* _PASSAGE TO READ_

I suggest that we have a meeting. “That’s a good idea,” Tom says. “Shall we make an agenda?”

“I shall have to check first to see if I’m available,” Norman says. “Let’s see … No, I don’t have anything else scheduled right now.” I think he’s joking, but I’m not sure.

First item: futon. Can we avoid dragging it across the floor? I ask. No problem. Can we always fold it over the same way so we can keep the side we sleep on clean? Sure. Can we put the blanket
on top
of the futon instead of on the floor? Yes. Can we use the Quality Street tin for garbage? Okay.

We need to get a broom, I say. I can’t stand the filth of this place. Wait, someone says, are there other things we need before that? We make two lists: one for the guards and one for Medicine Man. Broom, water jug and hamam shoes go on the guards’ list; stomach medicine, street shoes
and Norman’s reading glasses go on the Medicine Man list. I suggest another blanket for Tom. Tom says no, that’s not necessary. Norman suggests a bible. I say no, we should only ask for what they can realistically get; how’re they going to find a bible in Iraq? Tom wants us to ask for sleeping pills. Norman wonders if they’re readily available given the conditions in the country. “Half of Iraq is taking sleeping pills,” Tom says.

Last item: we still don’t have names for two of the captors—the big one and the shy one. “He was really quite kind when it was just the two of us,” Norman says of Great Big Man. “He was almost like an uncle.”

“Hey, let’s call him Uncle,” Harmeet says. It’s agreed.

“What about the other one,” somebody says. “He seems kind of timid, almost like a captor-in-training.”

“Like a nephew,” someone else says. We all laugh. Nephew. It’s perfect.

Slowly, our persistence wins results. One day there’s a pair of grungy plastic
hamam
shoes at the bathroom door, the next a yellow water jug. When Uncle enters the room holding a little hand broom, I almost want to kiss him. “Thank you! Thank you!” I say. He flashes me a big smile.

I get to work cleaning the next morning. The broom, the water jug, the hamam shoes—these are crucial recognitions of our human dignity, signs that our captors are not going to kill us. At least not right away. And it feels good not to live in filth.

The struggle to assert our humanity, improve our living conditions, expand our knowledge about the geography of our hostage prison is unceasing. Every interaction is a strategic testing, an opportunity to examine the habits of our captors. Who knows when or where we will stumble across something—the open window or door, the misplaced key, the act of kindness or thoughtless mistake—through which we can escape this nightmare existence? It is in every thought, word and action: the irrepressible, burning urge to be free.

The next victory in this invisible war is our morning exercise routine. It happens gradually, imperceptibly, over the course of several
days. It begins our first morning in the second house when the captors arrive to get us up. They step heavily, faces dull like Monday morning factory workers. They stand and watch as we fold our bedding and set up our chairs for the day. We work quickly, almost urgently, why I don’t know. Maybe it’s because it feels so good to be doing something, or maybe we’re sending a message to the captors.
See, you can trust us. We’re doing what we’re supposed to do
—quickly, efficiently,
in the best way we can. We won’t take advantage of you by taking more time than we need
.

We finish this morning chore before the first person is done in the bathroom. We stand waiting, charged, ready, alert to everything, like deer in the middle of a clearing. The energy in our bodies irrepressibly seeks release. We start bending, twisting, stretching, reaching. It’s instinctive, primal, can’t be stopped. A prisoner must exercise.

The room becomes crowded with movement, and the captors, suddenly in our way, move into the foyer. We exercise with the singular focus of Olympic champions. The same thing happens the next morning, and the captors leave the room earlier. I do my exercises in the doorway to give the others more room. We don’t go back to our chairs until the captors tell us to. The morning after that, the captors don’t spend any time in the room at all. I ask Uncle if I can stand just outside the door. There’s not enough room, I explain in body language. He says yes.

* _SUPPLIED INFORMATION_

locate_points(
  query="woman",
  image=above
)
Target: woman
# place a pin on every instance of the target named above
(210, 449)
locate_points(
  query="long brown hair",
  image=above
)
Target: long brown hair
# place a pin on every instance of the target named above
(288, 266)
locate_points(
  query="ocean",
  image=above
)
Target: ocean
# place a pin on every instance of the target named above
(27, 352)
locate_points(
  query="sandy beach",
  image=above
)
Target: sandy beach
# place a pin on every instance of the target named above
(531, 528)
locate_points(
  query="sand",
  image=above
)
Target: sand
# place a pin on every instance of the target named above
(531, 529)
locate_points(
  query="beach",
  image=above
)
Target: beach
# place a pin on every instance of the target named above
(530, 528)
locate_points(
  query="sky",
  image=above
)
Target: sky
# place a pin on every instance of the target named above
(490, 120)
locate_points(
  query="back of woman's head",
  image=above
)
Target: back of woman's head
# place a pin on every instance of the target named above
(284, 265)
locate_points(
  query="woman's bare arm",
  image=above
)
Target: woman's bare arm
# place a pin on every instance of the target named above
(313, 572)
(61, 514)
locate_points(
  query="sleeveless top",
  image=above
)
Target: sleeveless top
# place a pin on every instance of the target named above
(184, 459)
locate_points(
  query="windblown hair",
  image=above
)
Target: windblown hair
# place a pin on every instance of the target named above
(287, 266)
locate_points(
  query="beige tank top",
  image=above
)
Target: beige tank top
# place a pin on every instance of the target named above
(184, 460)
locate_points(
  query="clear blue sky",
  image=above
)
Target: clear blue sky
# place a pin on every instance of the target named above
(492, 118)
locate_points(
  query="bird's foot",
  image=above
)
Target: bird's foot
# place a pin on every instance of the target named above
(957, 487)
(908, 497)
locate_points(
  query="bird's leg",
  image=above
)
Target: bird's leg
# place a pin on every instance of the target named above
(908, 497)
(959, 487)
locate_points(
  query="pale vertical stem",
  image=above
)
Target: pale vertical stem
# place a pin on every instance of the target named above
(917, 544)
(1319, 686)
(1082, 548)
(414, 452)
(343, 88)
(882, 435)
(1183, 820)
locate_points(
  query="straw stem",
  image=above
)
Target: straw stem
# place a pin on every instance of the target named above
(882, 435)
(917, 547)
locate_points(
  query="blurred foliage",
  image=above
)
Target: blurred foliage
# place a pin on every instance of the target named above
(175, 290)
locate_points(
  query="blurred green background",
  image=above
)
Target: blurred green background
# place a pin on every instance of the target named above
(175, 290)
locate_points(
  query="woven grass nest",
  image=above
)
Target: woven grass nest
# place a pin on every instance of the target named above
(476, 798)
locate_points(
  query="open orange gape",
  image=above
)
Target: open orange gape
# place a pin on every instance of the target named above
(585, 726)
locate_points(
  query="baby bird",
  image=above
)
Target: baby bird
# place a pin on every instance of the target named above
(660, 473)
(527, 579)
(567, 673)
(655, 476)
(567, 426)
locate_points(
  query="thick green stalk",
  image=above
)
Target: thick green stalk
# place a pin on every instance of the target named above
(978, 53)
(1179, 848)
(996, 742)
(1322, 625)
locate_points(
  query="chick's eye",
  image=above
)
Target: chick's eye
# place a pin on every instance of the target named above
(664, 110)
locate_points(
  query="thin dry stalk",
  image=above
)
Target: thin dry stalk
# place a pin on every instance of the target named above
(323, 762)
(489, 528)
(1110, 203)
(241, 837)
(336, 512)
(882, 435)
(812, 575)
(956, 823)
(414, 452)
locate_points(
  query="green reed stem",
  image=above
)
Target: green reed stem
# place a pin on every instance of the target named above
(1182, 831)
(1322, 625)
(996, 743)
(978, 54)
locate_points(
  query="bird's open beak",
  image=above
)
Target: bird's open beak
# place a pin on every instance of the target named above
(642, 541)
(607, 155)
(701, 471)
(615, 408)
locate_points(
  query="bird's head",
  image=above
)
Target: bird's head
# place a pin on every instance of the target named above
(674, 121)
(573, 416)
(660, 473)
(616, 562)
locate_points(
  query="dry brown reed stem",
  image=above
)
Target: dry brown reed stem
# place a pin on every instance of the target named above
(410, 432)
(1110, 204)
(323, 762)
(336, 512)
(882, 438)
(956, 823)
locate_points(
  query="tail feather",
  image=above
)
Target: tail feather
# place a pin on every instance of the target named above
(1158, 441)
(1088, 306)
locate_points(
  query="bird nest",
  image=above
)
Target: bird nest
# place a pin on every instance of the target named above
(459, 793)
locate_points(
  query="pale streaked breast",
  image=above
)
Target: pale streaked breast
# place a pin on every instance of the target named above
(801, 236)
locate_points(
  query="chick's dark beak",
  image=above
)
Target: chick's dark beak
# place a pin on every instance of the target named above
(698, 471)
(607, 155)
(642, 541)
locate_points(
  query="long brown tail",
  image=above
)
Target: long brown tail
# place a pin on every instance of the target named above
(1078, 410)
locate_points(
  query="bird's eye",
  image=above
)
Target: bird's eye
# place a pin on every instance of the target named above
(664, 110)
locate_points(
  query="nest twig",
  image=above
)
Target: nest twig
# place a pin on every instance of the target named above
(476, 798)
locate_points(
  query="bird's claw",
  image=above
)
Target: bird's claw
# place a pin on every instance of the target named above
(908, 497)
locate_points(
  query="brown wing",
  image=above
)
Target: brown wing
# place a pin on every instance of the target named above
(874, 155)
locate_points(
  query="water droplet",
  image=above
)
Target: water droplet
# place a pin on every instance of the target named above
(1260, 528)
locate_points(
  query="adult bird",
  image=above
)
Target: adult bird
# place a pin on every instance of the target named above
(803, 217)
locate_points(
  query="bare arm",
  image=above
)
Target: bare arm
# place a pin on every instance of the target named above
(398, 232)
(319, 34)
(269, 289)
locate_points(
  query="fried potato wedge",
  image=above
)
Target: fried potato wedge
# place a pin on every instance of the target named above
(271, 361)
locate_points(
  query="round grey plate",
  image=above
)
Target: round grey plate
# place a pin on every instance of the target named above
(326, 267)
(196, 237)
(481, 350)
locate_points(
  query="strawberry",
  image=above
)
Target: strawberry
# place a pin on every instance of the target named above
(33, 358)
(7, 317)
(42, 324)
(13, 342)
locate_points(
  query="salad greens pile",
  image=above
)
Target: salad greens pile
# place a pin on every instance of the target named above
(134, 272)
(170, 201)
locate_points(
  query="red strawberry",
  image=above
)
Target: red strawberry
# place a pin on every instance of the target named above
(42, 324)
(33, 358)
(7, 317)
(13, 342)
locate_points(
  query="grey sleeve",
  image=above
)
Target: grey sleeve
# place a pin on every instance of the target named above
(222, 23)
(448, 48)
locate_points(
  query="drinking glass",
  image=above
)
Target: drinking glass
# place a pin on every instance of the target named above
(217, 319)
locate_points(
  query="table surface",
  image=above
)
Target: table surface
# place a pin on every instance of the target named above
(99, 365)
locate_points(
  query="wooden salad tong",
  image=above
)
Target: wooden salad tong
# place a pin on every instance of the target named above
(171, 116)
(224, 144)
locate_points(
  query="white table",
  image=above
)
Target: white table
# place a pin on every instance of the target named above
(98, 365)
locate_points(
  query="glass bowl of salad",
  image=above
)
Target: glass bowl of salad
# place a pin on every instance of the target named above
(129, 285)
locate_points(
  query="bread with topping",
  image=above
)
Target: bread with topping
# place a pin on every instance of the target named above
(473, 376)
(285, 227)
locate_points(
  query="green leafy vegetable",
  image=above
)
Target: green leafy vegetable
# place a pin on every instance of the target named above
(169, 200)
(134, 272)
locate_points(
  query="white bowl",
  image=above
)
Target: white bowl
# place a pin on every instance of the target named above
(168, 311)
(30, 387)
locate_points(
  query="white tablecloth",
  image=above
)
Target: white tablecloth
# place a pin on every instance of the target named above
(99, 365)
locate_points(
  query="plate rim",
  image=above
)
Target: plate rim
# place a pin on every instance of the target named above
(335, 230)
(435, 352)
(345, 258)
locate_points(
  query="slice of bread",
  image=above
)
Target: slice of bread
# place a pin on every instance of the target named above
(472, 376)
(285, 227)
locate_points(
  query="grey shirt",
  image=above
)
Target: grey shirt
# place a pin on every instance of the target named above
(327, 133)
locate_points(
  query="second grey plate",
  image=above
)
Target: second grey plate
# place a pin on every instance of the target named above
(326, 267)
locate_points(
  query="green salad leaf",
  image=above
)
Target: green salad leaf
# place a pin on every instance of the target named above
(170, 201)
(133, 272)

* _EXERCISE OBJECTIVE_
Copy the captivity passage from "I suggest that" up to and including "for garbage? Okay.", but swap every "futon" for "mattress".

* _WRITTEN SOLUTION_
I suggest that we have a meeting. “That’s a good idea,” Tom says. “Shall we make an agenda?”

“I shall have to check first to see if I’m available,” Norman says. “Let’s see … No, I don’t have anything else scheduled right now.” I think he’s joking, but I’m not sure.

First item: mattress. Can we avoid dragging it across the floor? I ask. No problem. Can we always fold it over the same way so we can keep the side we sleep on clean? Sure. Can we put the blanket
on top
of the mattress instead of on the floor? Yes. Can we use the Quality Street tin for garbage? Okay.